Task objective :: Copy verbatim every line of the listing from the line containing "Can you find the green apple stem" through the last line of the listing, inclusive.

Dataset records ::
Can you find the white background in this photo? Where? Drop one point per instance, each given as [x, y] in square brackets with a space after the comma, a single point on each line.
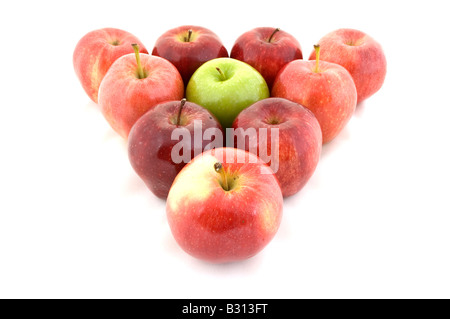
[77, 222]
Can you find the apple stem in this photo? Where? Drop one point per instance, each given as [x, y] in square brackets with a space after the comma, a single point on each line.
[221, 73]
[188, 39]
[273, 33]
[219, 169]
[183, 102]
[317, 48]
[138, 60]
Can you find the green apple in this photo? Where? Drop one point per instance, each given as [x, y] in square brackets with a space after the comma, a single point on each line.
[225, 87]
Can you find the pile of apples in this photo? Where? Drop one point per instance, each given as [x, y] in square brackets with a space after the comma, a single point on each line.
[225, 201]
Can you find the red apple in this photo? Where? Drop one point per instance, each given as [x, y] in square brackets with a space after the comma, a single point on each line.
[225, 205]
[299, 139]
[267, 50]
[188, 47]
[327, 89]
[96, 52]
[360, 54]
[151, 141]
[133, 85]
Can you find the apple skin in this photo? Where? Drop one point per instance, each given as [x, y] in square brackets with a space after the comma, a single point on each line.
[254, 48]
[330, 94]
[150, 142]
[187, 57]
[221, 226]
[226, 97]
[96, 52]
[300, 139]
[360, 54]
[124, 98]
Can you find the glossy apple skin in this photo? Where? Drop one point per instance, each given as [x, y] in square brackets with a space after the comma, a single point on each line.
[254, 48]
[187, 57]
[96, 52]
[300, 139]
[150, 142]
[330, 94]
[360, 54]
[221, 226]
[124, 98]
[242, 87]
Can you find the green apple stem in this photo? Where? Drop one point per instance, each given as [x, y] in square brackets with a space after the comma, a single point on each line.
[221, 73]
[183, 102]
[219, 169]
[273, 33]
[188, 39]
[317, 48]
[138, 61]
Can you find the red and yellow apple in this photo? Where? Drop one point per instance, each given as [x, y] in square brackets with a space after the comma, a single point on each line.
[327, 89]
[267, 50]
[298, 142]
[133, 85]
[360, 54]
[188, 47]
[96, 52]
[225, 205]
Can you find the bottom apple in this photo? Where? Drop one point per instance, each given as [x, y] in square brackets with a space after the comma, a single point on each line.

Finished exercise ::
Can you find the green apple stem in this photo? Where? Drop one point per instance, each given as [x, y] in square brackets with a space after the comma, a single point on each line.
[221, 73]
[183, 102]
[219, 169]
[273, 33]
[188, 39]
[317, 48]
[138, 61]
Can you find the red and yellow apple in this photo? Where? Drop one point per instance, each given as [x, y] in square brackets with a space after the comma, a single point on each line.
[327, 89]
[267, 50]
[298, 142]
[133, 85]
[360, 54]
[188, 47]
[96, 52]
[225, 205]
Can you find the bottom apple in this photo? Where? Drop one point per instance, each given as [x, y] in square brackets with a space after the comma, a single point on each line.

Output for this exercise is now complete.